# EXERCISE GOAL:
Copy the entries below exactly. Images do not belong in the copy.
## BEGIN
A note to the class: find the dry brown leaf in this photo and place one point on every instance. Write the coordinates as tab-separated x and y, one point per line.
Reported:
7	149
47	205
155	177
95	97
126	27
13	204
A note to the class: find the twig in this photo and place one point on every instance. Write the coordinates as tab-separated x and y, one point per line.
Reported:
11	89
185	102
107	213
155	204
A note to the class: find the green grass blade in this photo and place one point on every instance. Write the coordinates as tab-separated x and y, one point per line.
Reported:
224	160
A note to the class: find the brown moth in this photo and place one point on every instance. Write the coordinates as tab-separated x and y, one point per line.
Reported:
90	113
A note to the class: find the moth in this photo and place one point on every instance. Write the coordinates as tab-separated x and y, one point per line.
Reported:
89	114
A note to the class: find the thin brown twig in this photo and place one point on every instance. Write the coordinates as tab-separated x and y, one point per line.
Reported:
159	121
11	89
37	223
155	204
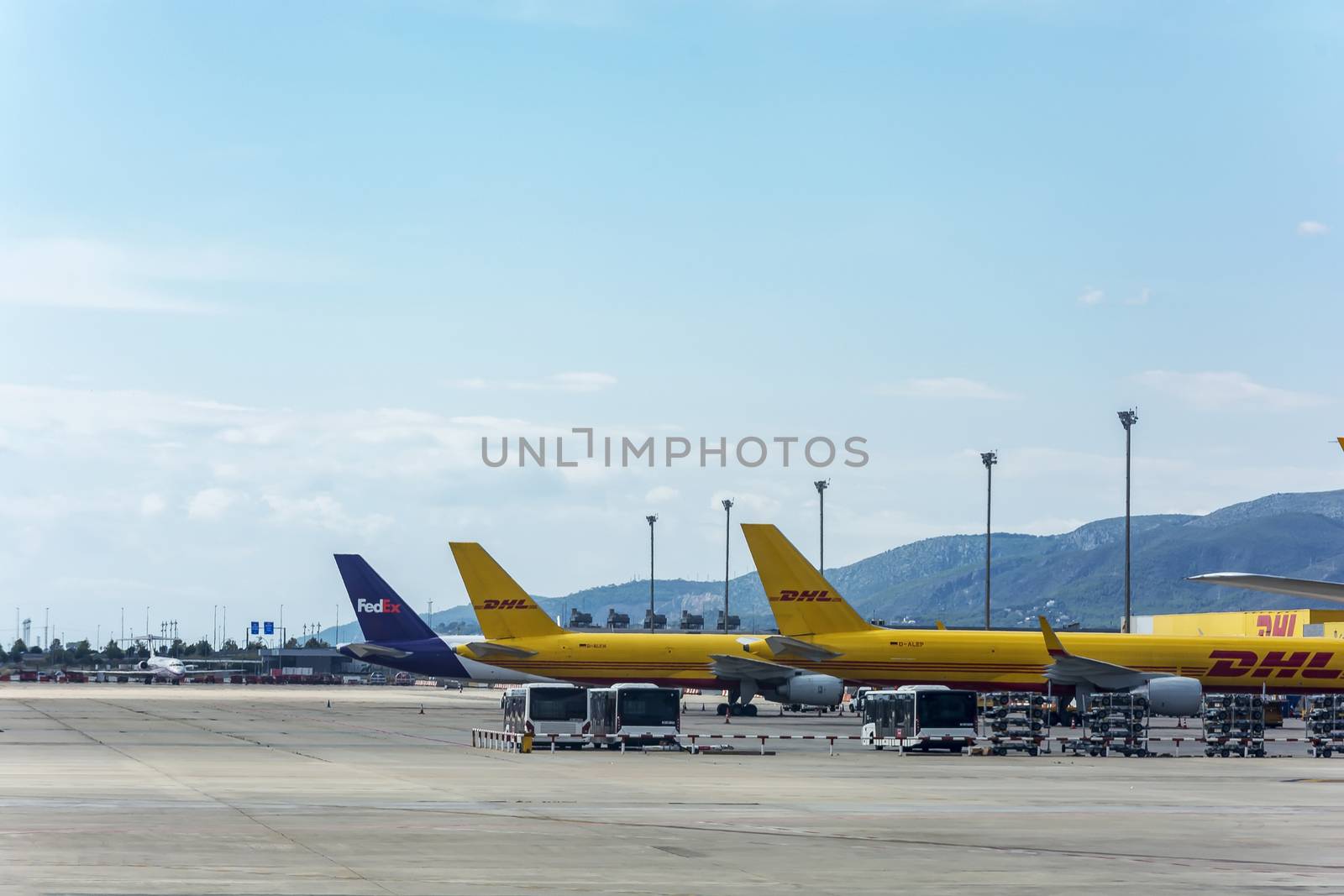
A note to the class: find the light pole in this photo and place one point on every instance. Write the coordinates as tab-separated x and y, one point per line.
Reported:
1126	419
988	458
727	537
822	530
652	519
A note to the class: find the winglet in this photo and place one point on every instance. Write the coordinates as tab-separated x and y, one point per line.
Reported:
1053	645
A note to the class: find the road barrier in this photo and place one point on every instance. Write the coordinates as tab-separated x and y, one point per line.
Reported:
503	741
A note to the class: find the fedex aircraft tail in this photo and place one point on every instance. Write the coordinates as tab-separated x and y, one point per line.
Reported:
383	617
801	600
501	606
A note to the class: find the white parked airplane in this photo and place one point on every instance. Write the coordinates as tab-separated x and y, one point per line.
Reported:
161	669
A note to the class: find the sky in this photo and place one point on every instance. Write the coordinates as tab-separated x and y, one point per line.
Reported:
269	273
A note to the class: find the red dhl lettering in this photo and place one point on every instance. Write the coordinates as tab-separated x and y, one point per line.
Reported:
1278	625
815	597
1236	664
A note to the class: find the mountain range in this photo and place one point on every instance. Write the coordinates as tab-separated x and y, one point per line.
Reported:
1073	578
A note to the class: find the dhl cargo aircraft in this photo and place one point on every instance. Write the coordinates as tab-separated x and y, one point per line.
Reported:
1171	671
519	636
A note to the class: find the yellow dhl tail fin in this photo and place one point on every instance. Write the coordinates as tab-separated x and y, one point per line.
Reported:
801	600
501	606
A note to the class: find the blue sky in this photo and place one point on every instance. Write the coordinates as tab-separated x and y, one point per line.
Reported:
## END
# FINISHED ANSWER:
A note to the class: find the dry brown leaf in this photo and place one point on every instance. Write the coordinates as tab-separated x and y, one point per line.
Reported:
7	149
47	205
155	177
95	97
126	27
13	204
A note to the class: find the twig in this photo and place one point on every instance. Write the coordinates as tab-separated x and y, one point per line.
Reported:
11	89
185	102
107	213
155	204
A note to the class: find the green grass blade in this photo and place one point on every instance. Write the coordinates as tab-separated x and y, one point per line.
Reported:
224	160
A note to the class: find the brown moth in this photo and place one point on every instance. Write the coordinates as tab-separated x and y, one point per line.
Reported:
90	113
A note to the class: find the moth in this photo and place one point on every instance. Write the coordinates as tab-separated x and y, one point per line.
Reported:
89	114
A note to the class: find the thin brown twig in this photo and place one point on every instance. Write the coordinates as tab-separated x and y, one point per line.
Reported:
159	121
11	89
37	223
155	204
A note to the class: find the light pole in this photo and place one point on every instance. Write the coordinates as tab-separated x and y, one point per line.
Reported:
1126	419
988	458
727	537
822	530
652	519
A note to the class: find the winglet in this photo and place one point on every instance. Write the coordinates as tab-separated x and y, one point per line.
Reported:
1053	645
A note to the class: find the road barrier in this photo and place one point on every instance. Write the coordinates as tab-separated x and y, one point per line.
Reported:
503	741
A note to the class: find the fedex aircraft tail in this photo and place one point on every instance. Write the coordinates as tab-separated x and y, one point per line.
Reported:
383	617
801	600
501	606
A note to the class: find the white parked airplane in this photo and place one point on every instance. Write the coordinates as tab-separated x and y, one point per line.
Reported:
161	669
A note to the class: find the sky in this photo and place one point on every instance. Write the coordinates as tab-separated x and y, one point per line.
Reported:
269	273
A note to the class: find the red dhl lettering in this photo and place one point on every instance. Write the coordinates as tab-separated x and y, one point per line.
Reported:
1278	625
815	597
1236	664
A note to the class: find the mountain range in this photo and place one point on every instance. Write the coordinates as tab-separated x and y, one point per line.
Reported:
1073	578
A note to the class: find the dhl cargo aircraft in this photo and place one point on every instance. Write the coordinates as tab-separated x and y, one point per line.
Reported:
1171	671
519	636
A note to the class: find the yellow dhl tail fin in this photo and place one point on every instance. Write the coordinates as tab-separated x and y, one point per line.
Reported:
801	600
501	606
A note to the class: find the blue sky in this photo and place one point on every instance. Write the coordinates as tab-separated x and y, one point per line.
Reported:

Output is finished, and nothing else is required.